**Document passage:**
Scientific classification
- Kingdom: Plantae
- Clade: Tracheophytes
- Clade: Angiosperms
- Clade: Eudicots
- Clade: Rosids
- Order: Fabales
- Family: Fabaceae
- Subfamily: Caesalpinioideae
- Clade: Mimosoid clade
- Genus: Acacia
- Species: A. meiantha
- Binomial name: Acacia meiantha Tindale & Hersc.

= Acacia meiantha =

- Genus: Acacia
- Species: meiantha
- Authority: Tindale & Hersc.
- Conservation status: EN

Species of legume

Acacia meiantha is a species of flowering plant in the family Fabaceae and the subgenus Phyllodineae. It is endemic to a small area in eastern Australia. It was listed as Endangered in 2018 according to the Environment Protection and Biodiversity Conservation Act 1999.

==Description==
The shrub has an erect or sometimes straggling habit and can grow to a height of around 1.5 to 2.5 m and often spreads by suckering. It has smooth greenish brown to grey or light brown coloured bark and angled hairy branchlets. Like most species of Acacia it has phyllodes rather than true leaves.
The crowded, glabrous and evergreen phyllodes are straight to slightly curved, with a length of 1 to 6.5 cm and a width of 0.4 to 1 mm and have an indistinct midvein. It blooms between July and October producing yellow flowers. The simple inflorescences are found in groups of 2 to 19 in an axillary raceme. The spherical flower-heads have a diameter of 3 to 5 mm and contain four to eight yellow to dark yellow coloured flowers. Following flowering firmly papery to thinly leathery glabrous seed pods form. The straight or slightly curved pods are more or less flat and straight sided or constricted a little between each of the seeds. the pods are around 2.7 to 8.5 cm in length and 4 to 7 mm wide.

**Data extract:**
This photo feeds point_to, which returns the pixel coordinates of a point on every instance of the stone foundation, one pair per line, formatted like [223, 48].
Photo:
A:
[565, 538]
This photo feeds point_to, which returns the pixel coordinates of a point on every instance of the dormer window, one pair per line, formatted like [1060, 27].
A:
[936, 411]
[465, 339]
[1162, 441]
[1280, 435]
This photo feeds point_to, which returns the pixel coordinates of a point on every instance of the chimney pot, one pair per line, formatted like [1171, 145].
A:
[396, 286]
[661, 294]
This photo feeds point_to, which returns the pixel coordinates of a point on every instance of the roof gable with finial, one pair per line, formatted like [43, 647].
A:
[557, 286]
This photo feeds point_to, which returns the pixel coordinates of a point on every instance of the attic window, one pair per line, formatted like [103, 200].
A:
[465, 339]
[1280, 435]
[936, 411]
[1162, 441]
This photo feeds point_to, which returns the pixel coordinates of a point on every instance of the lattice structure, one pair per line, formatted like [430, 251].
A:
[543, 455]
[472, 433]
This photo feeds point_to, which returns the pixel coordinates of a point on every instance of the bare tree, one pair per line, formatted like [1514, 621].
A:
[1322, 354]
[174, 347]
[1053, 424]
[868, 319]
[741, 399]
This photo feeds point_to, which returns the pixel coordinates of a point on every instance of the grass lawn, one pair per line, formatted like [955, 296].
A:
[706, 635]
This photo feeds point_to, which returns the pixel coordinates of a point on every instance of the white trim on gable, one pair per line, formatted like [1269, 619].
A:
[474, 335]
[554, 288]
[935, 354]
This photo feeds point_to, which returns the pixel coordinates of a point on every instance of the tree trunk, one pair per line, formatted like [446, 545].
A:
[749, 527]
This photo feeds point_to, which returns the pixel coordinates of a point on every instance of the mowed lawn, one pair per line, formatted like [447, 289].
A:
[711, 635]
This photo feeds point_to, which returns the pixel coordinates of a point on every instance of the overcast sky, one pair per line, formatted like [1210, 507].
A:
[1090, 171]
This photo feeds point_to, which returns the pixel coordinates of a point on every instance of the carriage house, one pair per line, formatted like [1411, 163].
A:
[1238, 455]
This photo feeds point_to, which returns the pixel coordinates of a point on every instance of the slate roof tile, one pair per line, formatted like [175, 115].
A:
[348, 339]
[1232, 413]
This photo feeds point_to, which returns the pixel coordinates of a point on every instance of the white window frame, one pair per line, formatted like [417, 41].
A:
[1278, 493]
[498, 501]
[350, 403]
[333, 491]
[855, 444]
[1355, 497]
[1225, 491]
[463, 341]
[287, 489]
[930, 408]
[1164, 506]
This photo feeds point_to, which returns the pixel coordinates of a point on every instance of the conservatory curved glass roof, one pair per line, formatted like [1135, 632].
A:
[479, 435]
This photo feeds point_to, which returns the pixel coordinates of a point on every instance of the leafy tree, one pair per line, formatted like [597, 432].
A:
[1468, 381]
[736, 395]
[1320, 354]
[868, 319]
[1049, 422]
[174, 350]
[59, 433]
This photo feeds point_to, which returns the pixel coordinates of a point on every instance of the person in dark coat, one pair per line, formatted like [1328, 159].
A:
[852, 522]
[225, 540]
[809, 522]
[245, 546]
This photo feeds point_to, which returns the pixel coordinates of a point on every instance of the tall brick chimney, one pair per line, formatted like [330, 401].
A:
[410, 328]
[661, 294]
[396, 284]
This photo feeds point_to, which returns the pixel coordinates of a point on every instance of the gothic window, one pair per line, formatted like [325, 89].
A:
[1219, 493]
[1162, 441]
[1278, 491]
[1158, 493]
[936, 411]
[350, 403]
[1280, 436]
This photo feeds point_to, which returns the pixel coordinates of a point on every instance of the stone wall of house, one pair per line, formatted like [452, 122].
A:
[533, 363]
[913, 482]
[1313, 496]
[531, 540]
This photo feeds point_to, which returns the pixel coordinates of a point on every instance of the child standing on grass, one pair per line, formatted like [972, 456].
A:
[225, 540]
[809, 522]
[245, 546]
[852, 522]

**Work request 1:**
In the Acacia meiantha text, in what year was the species listed as Endangered?
**Work request 2:**
Turn the paragraph of the Acacia meiantha text that begins "The shrub has an erect" into a brief list that keeps its main facts.

**Task response 1:**
2018

**Task response 2:**
- Habit: erect or sometimes straggling shrub, often spreading by suckering
- Height: about 1.5 to 2.5 m
- Bark: smooth, greenish brown to grey or light brown
- Branchlets: angled and hairy
- Foliage: phyllodes rather than true leaves, like most Acacia species